What needs to be done. Copy out the rows below, changing every "instance" to "occurrence" and leaving everything else the same.

>> Start Information provided

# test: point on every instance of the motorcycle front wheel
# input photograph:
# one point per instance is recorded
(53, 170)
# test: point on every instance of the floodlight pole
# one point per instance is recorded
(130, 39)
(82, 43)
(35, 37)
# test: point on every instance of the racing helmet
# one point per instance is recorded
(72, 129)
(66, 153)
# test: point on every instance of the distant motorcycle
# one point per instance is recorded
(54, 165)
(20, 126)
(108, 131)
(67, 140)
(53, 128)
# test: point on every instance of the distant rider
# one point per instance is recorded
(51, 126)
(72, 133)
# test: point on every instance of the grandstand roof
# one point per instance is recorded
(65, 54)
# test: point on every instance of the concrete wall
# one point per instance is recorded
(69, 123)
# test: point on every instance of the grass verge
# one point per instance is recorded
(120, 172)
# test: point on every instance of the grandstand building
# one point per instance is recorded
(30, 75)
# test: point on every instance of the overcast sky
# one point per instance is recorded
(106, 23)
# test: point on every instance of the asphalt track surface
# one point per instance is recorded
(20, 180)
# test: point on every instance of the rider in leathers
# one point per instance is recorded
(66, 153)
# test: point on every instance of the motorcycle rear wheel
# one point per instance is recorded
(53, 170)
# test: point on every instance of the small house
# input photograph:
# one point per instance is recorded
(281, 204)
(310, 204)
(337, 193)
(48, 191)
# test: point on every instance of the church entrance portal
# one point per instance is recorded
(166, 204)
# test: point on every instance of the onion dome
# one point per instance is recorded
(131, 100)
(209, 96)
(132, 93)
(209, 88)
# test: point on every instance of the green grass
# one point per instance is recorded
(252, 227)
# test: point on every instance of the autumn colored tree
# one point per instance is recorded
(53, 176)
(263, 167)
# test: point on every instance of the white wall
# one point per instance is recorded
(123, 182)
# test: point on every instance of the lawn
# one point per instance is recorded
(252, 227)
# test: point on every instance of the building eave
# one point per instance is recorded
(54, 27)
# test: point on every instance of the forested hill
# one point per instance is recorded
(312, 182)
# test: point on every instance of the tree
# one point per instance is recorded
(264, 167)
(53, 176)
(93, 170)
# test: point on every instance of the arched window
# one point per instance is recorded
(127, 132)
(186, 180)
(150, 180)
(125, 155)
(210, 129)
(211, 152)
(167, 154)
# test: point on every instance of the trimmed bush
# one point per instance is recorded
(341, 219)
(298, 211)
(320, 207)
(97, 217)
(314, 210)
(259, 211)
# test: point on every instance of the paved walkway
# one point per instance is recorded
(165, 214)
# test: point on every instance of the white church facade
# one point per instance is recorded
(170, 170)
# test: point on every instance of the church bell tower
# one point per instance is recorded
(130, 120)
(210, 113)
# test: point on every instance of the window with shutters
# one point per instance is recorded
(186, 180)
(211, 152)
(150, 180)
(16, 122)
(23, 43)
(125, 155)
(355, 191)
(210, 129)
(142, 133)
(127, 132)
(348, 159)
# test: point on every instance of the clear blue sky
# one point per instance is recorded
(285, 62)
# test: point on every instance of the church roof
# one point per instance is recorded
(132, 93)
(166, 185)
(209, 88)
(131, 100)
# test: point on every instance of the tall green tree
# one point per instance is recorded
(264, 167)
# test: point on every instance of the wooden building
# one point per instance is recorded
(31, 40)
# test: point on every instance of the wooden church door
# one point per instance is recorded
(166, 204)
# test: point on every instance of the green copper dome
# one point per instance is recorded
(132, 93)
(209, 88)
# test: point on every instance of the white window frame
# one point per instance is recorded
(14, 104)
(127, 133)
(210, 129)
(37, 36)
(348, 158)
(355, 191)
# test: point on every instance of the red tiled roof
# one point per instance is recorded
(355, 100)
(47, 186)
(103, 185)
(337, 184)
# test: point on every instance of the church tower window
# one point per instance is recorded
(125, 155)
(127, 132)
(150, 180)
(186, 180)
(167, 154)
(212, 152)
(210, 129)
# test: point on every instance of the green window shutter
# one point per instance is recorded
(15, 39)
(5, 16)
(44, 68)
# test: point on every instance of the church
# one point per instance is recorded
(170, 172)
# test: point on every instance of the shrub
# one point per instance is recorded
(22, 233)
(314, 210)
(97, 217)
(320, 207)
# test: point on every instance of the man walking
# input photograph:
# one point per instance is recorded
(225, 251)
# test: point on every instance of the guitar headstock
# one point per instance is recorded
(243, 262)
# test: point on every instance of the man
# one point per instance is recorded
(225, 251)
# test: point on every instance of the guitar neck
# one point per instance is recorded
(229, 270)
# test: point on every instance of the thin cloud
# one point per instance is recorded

>> End Information provided

Task answer.
# test: point on every occurrence of the motorcycle front wheel
# input photograph:
# one point per occurrence is recorded
(53, 170)
# test: point on every occurrence of the floodlight pole
# one point per occurrence is recorded
(130, 39)
(82, 43)
(35, 37)
# test: point on every occurrence of the racing helmet
# one point per occurrence is recorded
(72, 129)
(66, 153)
# test: point on every occurrence of the distant motorcycle
# one point per occurrence is recorded
(54, 165)
(20, 126)
(108, 131)
(67, 140)
(53, 128)
# test: point on every occurrence of the distant rider
# one point per occurrence is recorded
(51, 126)
(72, 133)
# test: point on every occurrence of the grandstand roof
# one point per occurrence is recorded
(65, 54)
# test: point on every occurrence of the concrete wall
# one point per occurrence is recorded
(69, 123)
# test: point on every occurrence of the grass verge
# one point per occurrence is recorded
(120, 172)
# test: point on every occurrence of the grandstand building
# one point per occurrence is recorded
(30, 75)
# test: point on every occurrence of the overcast sky
# one point per occurrence is recorded
(106, 23)
# test: point on every occurrence of the asphalt track surface
# one point per occurrence is recorded
(20, 180)
# test: point on every occurrence of the rider in leathers
# one point per occurrence is recorded
(66, 153)
# test: point on every occurrence of the motorcycle rear wheel
# one point per occurrence is recorded
(53, 170)
# test: point on every occurrence of the small house
# input photograph:
# one point per occurrence is recorded
(281, 204)
(310, 204)
(337, 193)
(48, 191)
# test: point on every occurrence of the church entrance portal
# one point per occurrence is recorded
(166, 204)
# test: point on every occurrence of the onion dome
# one point per occurrence is recorded
(131, 100)
(209, 96)
(132, 93)
(209, 88)
# test: point on every occurrence of the green grass
# one point per occurrence is recorded
(252, 227)
# test: point on every occurrence of the autumn colored tree
# one point per occurrence is recorded
(53, 176)
(263, 167)
# test: point on every occurrence of the white wall
# one point per occurrence is recorded
(123, 182)
# test: point on every occurrence of the lawn
# one point per occurrence is recorded
(252, 227)
# test: point on every occurrence of the building eave
# one point per occurrence is recorded
(54, 27)
# test: point on every occurrence of the forested hill
# one point per occurrence is recorded
(312, 182)
# test: point on every occurrence of the tree
# one point per occurrence is recorded
(264, 167)
(53, 176)
(93, 170)
# test: point on every occurrence of the arched window
# one point per occurrence is recorded
(127, 132)
(186, 180)
(150, 180)
(125, 155)
(210, 129)
(211, 152)
(167, 154)
# test: point on every occurrence of the trimmed bush
# one point per occurrence is recorded
(341, 219)
(298, 211)
(320, 207)
(97, 217)
(314, 210)
(259, 211)
# test: point on every occurrence of the paved walkway
# one point per occurrence is recorded
(165, 214)
# test: point on every occurrence of the white church facade
# one point per occurrence is recorded
(170, 170)
# test: point on every occurrence of the church bell tower
# one point per occurrence is recorded
(130, 120)
(210, 113)
# test: point on every occurrence of the window with shutters
# one point per occurrence is recorded
(186, 180)
(211, 152)
(150, 180)
(16, 122)
(23, 43)
(125, 155)
(355, 191)
(210, 129)
(142, 133)
(127, 132)
(348, 159)
# test: point on every occurrence of the clear blue sky
# one point per occurrence is recorded
(285, 62)
# test: point on every occurrence of the church roof
# one point per occurrence is recorded
(132, 93)
(166, 185)
(209, 88)
(131, 100)
# test: point on every occurrence of the tall green tree
# one point per occurrence is recorded
(264, 167)
# test: point on every occurrence of the wooden building
# one point per occurrence is recorded
(31, 40)
# test: point on every occurrence of the wooden church door
# one point per occurrence is recorded
(166, 204)
# test: point on every occurrence of the green copper dome
# one point per occurrence is recorded
(132, 93)
(209, 88)
# test: point on every occurrence of the white window frame
# one point per occurrence is recorded
(14, 104)
(127, 133)
(210, 129)
(37, 36)
(348, 158)
(355, 191)
# test: point on every occurrence of the red tiled roof
# one point per occurrence is recorded
(355, 100)
(47, 186)
(103, 185)
(337, 184)
# test: point on every occurrence of the church tower window
# one point per occurrence is recorded
(125, 155)
(127, 132)
(150, 180)
(186, 180)
(167, 154)
(212, 152)
(210, 129)
# test: point on every occurrence of the green window shutter
# one point per occurrence is recorded
(15, 39)
(5, 16)
(44, 68)
# test: point on every occurrence of the church
# one point per occurrence is recorded
(170, 172)
# test: point on every occurrence of the shrub
# one point per occurrence is recorded
(22, 233)
(314, 210)
(97, 217)
(320, 207)
# test: point on every occurrence of the man walking
# input photograph:
# one point per occurrence is recorded
(225, 251)
# test: point on every occurrence of the guitar headstock
# one point per occurrence is recorded
(243, 262)
# test: point on every occurrence of the man
# one point per occurrence is recorded
(225, 251)
# test: point on every occurrence of the guitar neck
# one point per occurrence is recorded
(229, 270)
# test: point on every occurrence of the thin cloud
# one point per occurrence is recorded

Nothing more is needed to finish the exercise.